Aurelio Padovani fu uno dei personaggi più carismatici appartenenti al sindacalismo rivoluzionario del secolo scorso, promotore di un concetto di sindacalismo che univa a tratti alcuni schemi di sia del sindacalismo libertario, che di quello anarchico prendendo a piene mani da Proudhon, in una chiave contraria (ma non anti-) al sindacalismo marxista (Approfondimento: L'Anarco-Sindacalismo: Proudhon contro Marx).
Sindacalismo Rivoluzionario
Il principio fondamentale del sindacalismo rivoluzionario è l'indipendenza sindacale nei confronti sia dei partiti politici che dello Stato. Questo principio verte sull'idea che la classe operaia debba agire in maniera autonoma sul terreno della produzione e contando soltanto sulle proprie capacità, considerando tra i propri strumenti privilegiati lo sciopero generale e l'uso della violenza a scopi rivoluzionari. Il fine non è la conquista del potere politico, bensì la costituzione di una società basata ed organizzata per mezzo di sindacati di lavoro e di settore.

◆ Voci:
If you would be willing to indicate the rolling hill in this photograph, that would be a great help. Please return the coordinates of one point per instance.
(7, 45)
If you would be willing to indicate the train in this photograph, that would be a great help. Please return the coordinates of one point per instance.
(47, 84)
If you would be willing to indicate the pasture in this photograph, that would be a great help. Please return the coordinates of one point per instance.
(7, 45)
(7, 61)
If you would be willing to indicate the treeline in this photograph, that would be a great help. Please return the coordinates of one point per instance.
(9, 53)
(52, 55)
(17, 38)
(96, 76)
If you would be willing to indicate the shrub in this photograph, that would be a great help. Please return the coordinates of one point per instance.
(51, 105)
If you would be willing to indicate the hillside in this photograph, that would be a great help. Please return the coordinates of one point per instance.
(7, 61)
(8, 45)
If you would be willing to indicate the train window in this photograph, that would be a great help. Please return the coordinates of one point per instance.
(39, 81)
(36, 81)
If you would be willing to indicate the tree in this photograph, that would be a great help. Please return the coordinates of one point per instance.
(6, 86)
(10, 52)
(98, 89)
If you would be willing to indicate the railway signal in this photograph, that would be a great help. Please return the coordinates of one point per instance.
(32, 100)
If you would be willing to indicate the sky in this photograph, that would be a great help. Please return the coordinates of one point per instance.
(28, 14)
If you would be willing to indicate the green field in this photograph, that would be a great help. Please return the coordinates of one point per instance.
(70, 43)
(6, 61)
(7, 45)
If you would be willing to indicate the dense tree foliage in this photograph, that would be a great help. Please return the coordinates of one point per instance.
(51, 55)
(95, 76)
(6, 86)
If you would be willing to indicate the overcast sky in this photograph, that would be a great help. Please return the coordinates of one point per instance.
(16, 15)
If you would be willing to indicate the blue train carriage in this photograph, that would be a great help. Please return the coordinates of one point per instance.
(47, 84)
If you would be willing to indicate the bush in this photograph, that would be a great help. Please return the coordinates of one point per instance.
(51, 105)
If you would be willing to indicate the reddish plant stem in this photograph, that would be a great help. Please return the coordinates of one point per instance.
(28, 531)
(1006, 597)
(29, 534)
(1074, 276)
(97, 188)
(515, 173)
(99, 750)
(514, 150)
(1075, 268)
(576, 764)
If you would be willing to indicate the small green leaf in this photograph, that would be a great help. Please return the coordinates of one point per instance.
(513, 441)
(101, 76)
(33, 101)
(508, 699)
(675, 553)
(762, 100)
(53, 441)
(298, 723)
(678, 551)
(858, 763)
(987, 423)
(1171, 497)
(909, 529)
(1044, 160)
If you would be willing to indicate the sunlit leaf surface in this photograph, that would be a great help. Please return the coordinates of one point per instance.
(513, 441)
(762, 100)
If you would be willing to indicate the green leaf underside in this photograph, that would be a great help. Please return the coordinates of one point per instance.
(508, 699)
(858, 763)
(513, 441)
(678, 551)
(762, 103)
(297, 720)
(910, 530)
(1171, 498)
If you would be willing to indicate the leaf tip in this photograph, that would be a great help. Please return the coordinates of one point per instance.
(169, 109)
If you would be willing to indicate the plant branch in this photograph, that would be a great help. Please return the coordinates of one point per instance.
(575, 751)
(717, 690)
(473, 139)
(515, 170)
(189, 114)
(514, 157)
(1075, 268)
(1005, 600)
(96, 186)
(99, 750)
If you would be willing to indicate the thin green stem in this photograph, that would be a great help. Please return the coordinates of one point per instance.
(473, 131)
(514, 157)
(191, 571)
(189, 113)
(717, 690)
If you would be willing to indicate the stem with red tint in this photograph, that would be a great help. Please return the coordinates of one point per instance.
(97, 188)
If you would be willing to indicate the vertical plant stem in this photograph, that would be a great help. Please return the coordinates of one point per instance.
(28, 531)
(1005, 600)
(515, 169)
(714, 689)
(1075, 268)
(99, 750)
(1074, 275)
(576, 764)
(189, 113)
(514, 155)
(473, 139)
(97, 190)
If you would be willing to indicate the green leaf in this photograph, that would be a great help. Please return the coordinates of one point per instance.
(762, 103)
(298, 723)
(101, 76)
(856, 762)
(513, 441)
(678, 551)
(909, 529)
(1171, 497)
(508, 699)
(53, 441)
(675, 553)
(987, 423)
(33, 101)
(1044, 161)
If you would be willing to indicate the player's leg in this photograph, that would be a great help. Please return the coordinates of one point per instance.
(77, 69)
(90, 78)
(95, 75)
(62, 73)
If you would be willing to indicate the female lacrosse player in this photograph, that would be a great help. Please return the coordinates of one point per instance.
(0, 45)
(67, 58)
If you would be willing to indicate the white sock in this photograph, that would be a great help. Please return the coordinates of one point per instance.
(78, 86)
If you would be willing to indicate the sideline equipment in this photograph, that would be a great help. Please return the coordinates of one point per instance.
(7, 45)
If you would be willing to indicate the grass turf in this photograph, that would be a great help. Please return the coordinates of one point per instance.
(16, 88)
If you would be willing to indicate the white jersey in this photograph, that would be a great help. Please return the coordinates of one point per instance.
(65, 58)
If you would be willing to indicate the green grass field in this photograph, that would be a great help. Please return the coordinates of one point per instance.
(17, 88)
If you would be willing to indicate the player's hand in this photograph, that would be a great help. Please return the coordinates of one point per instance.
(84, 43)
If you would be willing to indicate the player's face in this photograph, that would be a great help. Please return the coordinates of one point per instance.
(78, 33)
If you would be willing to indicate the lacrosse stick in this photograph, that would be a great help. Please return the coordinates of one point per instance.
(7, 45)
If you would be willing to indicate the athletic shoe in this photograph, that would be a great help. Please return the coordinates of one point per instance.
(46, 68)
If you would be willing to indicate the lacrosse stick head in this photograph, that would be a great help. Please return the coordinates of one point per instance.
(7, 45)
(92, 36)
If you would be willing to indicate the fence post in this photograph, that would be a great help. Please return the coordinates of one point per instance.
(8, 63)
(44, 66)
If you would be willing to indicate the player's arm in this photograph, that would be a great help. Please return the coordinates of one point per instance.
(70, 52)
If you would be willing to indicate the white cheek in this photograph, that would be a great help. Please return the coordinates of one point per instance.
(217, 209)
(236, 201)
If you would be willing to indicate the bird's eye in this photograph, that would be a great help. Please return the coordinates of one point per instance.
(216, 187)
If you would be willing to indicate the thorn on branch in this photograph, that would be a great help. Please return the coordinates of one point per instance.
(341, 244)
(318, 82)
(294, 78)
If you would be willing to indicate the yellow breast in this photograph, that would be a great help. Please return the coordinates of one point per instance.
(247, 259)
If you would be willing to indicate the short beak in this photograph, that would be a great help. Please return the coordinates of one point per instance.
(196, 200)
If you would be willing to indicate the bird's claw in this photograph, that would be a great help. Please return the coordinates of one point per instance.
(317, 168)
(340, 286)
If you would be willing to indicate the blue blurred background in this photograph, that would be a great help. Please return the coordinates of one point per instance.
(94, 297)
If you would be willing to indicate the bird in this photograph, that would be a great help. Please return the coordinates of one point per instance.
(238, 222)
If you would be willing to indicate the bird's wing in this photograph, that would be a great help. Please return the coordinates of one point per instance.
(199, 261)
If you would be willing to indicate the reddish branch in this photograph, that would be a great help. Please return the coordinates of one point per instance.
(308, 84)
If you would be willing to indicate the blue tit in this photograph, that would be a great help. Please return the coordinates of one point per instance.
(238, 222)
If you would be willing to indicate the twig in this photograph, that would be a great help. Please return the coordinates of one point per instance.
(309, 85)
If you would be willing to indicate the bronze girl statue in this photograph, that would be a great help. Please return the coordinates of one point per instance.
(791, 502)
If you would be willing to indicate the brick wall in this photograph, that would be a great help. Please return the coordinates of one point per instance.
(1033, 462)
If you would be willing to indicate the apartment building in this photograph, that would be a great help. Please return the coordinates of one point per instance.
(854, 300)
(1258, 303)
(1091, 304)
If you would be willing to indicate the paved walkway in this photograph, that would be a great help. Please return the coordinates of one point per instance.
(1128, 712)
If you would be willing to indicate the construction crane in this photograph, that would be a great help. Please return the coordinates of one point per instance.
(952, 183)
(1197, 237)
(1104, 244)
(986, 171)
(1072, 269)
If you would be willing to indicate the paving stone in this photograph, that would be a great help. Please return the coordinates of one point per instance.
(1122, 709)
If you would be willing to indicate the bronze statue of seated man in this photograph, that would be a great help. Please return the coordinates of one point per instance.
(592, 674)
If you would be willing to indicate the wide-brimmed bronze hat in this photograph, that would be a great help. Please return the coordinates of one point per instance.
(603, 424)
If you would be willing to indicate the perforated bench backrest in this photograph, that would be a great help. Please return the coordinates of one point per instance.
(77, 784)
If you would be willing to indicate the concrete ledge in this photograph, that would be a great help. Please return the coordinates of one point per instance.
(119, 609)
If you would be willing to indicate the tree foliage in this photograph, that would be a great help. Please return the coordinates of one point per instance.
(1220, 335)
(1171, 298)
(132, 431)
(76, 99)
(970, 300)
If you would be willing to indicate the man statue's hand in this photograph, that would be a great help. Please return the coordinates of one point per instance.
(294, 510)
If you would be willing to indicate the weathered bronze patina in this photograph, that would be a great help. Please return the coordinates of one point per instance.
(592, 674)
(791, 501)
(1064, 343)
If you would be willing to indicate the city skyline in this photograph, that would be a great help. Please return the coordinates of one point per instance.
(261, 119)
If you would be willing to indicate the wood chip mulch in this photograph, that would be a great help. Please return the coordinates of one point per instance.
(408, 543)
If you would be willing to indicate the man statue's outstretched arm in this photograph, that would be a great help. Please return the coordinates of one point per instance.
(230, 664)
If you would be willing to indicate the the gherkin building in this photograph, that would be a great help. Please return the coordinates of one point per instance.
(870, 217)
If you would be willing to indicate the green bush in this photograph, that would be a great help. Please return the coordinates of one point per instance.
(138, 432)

◆ Richiesta: Ricopia parola per parola il passo del testo sul sindacalismo rivoluzionario da "Aurelio Padovani fu" fino a "Proudhon contro Marx).". Per rispondere serviti soltanto del testo.

◆ Risposta scritta:
Aurelio Padovani fu uno dei personaggi più carismatici appartenenti al sindacalismo rivoluzionario del secolo scorso, promotore di un concetto di sindacalismo che univa a tratti alcuni schemi di sia del sindacalismo libertario, che di quello anarchico prendendo a piene mani da Proudhon, in una chiave contraria (ma non anti-) al sindacalismo marxista (Approfondimento: L'Anarco-Sindacalismo: Proudhon contro Marx).